• **Exercise requirements**
Extract every line of the records below that contains the word "terracotta", treating uppercase and lowercase letters as different.

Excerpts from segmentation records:
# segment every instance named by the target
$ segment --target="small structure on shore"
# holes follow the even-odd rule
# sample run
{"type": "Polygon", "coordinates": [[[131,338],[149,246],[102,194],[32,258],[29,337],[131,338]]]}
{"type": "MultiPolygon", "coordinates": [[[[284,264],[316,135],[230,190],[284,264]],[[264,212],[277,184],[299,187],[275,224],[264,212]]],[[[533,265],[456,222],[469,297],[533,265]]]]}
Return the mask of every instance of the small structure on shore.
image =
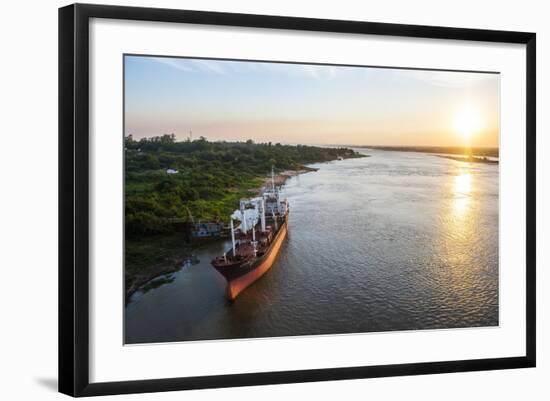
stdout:
{"type": "Polygon", "coordinates": [[[215,238],[221,237],[226,232],[224,224],[221,222],[194,223],[191,227],[191,237],[193,238],[215,238]]]}

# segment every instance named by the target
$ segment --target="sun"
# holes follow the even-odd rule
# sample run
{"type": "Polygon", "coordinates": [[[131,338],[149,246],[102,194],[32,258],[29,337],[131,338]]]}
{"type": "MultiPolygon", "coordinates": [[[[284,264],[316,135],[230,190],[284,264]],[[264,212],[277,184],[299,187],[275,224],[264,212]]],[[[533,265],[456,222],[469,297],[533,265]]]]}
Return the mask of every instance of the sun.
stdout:
{"type": "Polygon", "coordinates": [[[465,107],[454,115],[453,128],[464,140],[470,138],[481,130],[481,116],[472,107],[465,107]]]}

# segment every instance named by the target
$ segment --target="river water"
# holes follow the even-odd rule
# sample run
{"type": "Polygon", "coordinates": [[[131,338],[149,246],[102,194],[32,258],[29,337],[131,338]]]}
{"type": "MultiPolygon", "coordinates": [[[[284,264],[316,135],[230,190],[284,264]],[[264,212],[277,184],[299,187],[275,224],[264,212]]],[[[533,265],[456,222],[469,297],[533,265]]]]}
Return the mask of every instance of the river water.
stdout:
{"type": "Polygon", "coordinates": [[[287,181],[288,238],[236,302],[210,243],[132,296],[126,343],[498,325],[498,165],[359,151],[287,181]]]}

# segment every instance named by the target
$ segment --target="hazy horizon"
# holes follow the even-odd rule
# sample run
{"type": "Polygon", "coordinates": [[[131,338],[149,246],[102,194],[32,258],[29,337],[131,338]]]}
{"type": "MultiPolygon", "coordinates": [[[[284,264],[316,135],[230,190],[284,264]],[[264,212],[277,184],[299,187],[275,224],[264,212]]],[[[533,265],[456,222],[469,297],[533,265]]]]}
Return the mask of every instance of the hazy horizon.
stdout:
{"type": "Polygon", "coordinates": [[[125,56],[125,135],[499,146],[499,75],[125,56]]]}

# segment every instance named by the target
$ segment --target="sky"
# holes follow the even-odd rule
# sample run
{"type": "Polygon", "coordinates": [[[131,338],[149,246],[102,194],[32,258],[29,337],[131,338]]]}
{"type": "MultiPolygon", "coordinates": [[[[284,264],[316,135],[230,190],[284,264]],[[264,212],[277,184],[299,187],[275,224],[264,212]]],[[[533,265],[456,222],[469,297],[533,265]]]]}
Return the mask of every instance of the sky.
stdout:
{"type": "Polygon", "coordinates": [[[125,135],[498,146],[499,74],[125,56],[125,135]]]}

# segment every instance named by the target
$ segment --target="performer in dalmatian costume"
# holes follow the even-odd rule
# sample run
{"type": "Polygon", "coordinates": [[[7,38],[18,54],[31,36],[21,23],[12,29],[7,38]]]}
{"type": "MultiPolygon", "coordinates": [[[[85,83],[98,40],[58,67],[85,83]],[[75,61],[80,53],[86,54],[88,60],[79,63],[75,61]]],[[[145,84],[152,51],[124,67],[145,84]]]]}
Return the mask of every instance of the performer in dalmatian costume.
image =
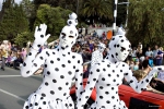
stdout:
{"type": "Polygon", "coordinates": [[[164,70],[164,66],[155,66],[141,82],[138,82],[132,76],[129,65],[122,62],[131,49],[129,40],[122,35],[114,36],[108,47],[107,57],[91,69],[87,84],[78,99],[78,109],[83,109],[94,87],[96,88],[96,100],[91,109],[127,109],[118,96],[118,86],[121,85],[122,78],[125,77],[136,92],[141,93],[155,72],[164,70]]]}
{"type": "Polygon", "coordinates": [[[75,25],[66,25],[59,36],[57,49],[44,49],[36,56],[39,47],[50,35],[46,34],[47,26],[40,24],[35,29],[35,40],[31,47],[21,74],[28,77],[44,65],[43,83],[38,89],[31,94],[23,109],[74,109],[70,97],[72,78],[75,76],[77,95],[82,92],[82,57],[71,51],[78,37],[75,25]],[[36,56],[36,58],[35,58],[36,56]]]}
{"type": "Polygon", "coordinates": [[[106,48],[105,44],[99,43],[98,49],[92,52],[92,60],[91,60],[91,66],[93,66],[95,63],[101,62],[103,60],[103,51],[106,48]]]}

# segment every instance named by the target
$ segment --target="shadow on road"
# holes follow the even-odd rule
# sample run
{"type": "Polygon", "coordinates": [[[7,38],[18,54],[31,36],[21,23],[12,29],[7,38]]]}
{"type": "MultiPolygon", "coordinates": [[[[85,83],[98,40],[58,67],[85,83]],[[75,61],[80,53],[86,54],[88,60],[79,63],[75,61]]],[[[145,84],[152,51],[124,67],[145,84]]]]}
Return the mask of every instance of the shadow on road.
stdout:
{"type": "MultiPolygon", "coordinates": [[[[20,97],[21,97],[21,98],[24,98],[24,99],[26,100],[26,99],[28,98],[28,96],[30,96],[30,95],[20,96],[20,97]]],[[[22,106],[22,109],[23,109],[24,102],[25,102],[24,100],[17,100],[17,104],[22,106]]]]}
{"type": "Polygon", "coordinates": [[[0,104],[0,109],[7,109],[2,104],[0,104]]]}
{"type": "Polygon", "coordinates": [[[31,76],[32,78],[34,78],[34,80],[37,80],[37,81],[39,81],[39,82],[42,82],[43,81],[43,77],[42,77],[42,75],[39,76],[39,75],[36,75],[36,76],[31,76]]]}

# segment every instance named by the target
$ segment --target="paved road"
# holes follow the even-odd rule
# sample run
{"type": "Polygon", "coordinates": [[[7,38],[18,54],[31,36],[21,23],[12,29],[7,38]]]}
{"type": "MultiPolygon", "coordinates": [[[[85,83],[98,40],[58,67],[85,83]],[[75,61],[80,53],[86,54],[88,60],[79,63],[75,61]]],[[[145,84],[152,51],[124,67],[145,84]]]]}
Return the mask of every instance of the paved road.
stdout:
{"type": "Polygon", "coordinates": [[[19,70],[0,70],[0,109],[22,109],[24,100],[37,89],[42,76],[22,77],[19,70]]]}

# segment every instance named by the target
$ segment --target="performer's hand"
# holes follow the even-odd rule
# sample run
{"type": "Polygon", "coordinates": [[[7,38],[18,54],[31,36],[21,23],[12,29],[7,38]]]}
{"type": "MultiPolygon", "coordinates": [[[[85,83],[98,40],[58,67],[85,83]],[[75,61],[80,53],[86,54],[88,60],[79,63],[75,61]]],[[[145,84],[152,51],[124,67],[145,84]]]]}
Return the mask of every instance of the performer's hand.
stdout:
{"type": "Polygon", "coordinates": [[[35,34],[34,34],[35,40],[33,46],[35,47],[44,46],[44,44],[50,36],[50,34],[46,35],[46,31],[47,31],[46,24],[40,24],[39,27],[36,26],[35,34]]]}

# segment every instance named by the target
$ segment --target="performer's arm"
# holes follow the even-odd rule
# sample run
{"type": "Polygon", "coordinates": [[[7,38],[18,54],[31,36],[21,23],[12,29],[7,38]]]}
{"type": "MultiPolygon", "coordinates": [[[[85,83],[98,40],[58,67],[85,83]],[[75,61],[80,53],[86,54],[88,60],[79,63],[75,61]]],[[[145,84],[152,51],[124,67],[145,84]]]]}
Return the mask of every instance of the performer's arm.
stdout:
{"type": "Polygon", "coordinates": [[[93,66],[95,64],[95,62],[96,62],[96,53],[93,52],[92,57],[91,57],[91,66],[93,66]]]}
{"type": "Polygon", "coordinates": [[[23,66],[21,68],[21,75],[23,77],[28,77],[33,75],[36,70],[38,70],[45,62],[47,50],[44,49],[40,53],[36,56],[36,51],[33,51],[33,49],[30,51],[26,60],[23,63],[23,66]],[[36,58],[35,58],[36,56],[36,58]]]}
{"type": "Polygon", "coordinates": [[[132,76],[132,72],[129,69],[125,73],[125,78],[136,92],[141,93],[143,89],[147,88],[148,84],[150,83],[154,74],[163,70],[164,70],[164,66],[155,66],[153,68],[153,70],[150,71],[150,73],[142,81],[138,82],[137,78],[132,76]]]}
{"type": "Polygon", "coordinates": [[[82,93],[82,95],[80,96],[80,98],[78,99],[78,102],[77,102],[78,109],[83,109],[83,106],[86,104],[87,99],[90,98],[92,90],[93,90],[93,88],[98,80],[98,76],[101,74],[99,68],[101,68],[99,63],[96,63],[91,69],[84,92],[82,93]]]}
{"type": "MultiPolygon", "coordinates": [[[[79,55],[80,56],[80,55],[79,55]]],[[[83,92],[83,60],[82,57],[78,57],[79,68],[75,70],[75,94],[77,99],[80,98],[80,94],[83,92]]]]}
{"type": "Polygon", "coordinates": [[[24,77],[33,75],[33,73],[40,68],[40,65],[45,62],[46,50],[42,51],[40,55],[36,56],[40,46],[45,44],[50,35],[45,35],[47,29],[47,25],[40,24],[40,26],[36,26],[35,28],[35,40],[33,46],[31,47],[31,51],[25,59],[23,66],[21,68],[21,75],[24,77]],[[35,59],[36,57],[36,59],[35,59]]]}

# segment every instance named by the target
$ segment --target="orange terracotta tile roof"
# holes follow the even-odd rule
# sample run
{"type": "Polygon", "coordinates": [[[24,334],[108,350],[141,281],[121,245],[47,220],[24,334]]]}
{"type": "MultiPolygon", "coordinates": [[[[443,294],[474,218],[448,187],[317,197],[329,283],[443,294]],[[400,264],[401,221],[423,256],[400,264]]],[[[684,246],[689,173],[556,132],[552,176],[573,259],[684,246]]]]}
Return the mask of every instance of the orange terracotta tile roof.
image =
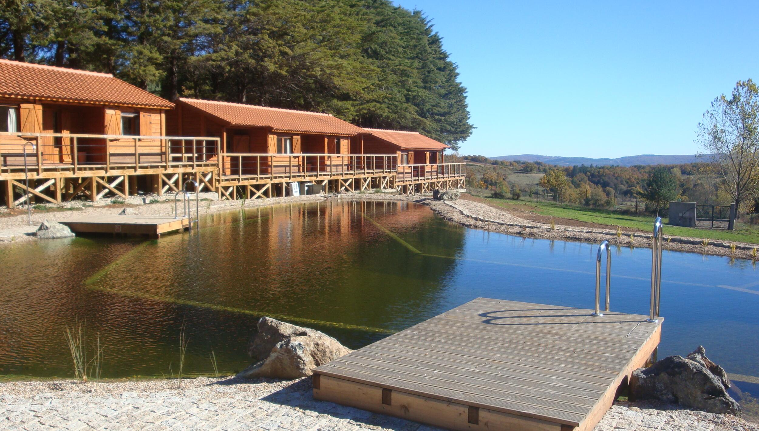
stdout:
{"type": "Polygon", "coordinates": [[[168,100],[110,74],[2,59],[0,97],[122,106],[174,106],[168,100]]]}
{"type": "Polygon", "coordinates": [[[382,128],[364,128],[374,136],[398,145],[403,150],[446,150],[450,148],[442,142],[427,138],[416,132],[401,130],[385,130],[382,128]]]}
{"type": "Polygon", "coordinates": [[[363,128],[330,114],[184,97],[179,100],[231,126],[270,127],[278,132],[351,136],[367,133],[363,128]]]}

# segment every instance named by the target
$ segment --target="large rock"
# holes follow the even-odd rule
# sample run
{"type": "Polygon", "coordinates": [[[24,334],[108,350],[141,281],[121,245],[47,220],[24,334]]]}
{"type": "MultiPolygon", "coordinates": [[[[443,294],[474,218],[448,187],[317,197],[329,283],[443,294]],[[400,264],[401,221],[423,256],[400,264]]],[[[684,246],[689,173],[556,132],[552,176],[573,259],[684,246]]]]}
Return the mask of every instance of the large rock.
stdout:
{"type": "Polygon", "coordinates": [[[457,190],[446,190],[443,192],[439,189],[432,191],[432,198],[438,201],[455,201],[461,196],[461,193],[457,190]]]}
{"type": "Polygon", "coordinates": [[[56,221],[45,220],[39,225],[37,231],[34,233],[37,238],[46,239],[55,239],[58,238],[71,238],[74,236],[74,233],[68,228],[56,221]]]}
{"type": "Polygon", "coordinates": [[[669,357],[632,372],[630,393],[635,399],[653,399],[710,413],[740,414],[741,407],[727,393],[725,370],[709,360],[699,346],[686,357],[669,357]]]}
{"type": "Polygon", "coordinates": [[[298,379],[349,353],[350,349],[323,332],[262,317],[248,346],[248,353],[257,362],[238,376],[298,379]]]}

• **Solution to this task**
$ segment --target="orange terracotta tile roof"
Return the mask of every instance of the orange terracotta tile roof.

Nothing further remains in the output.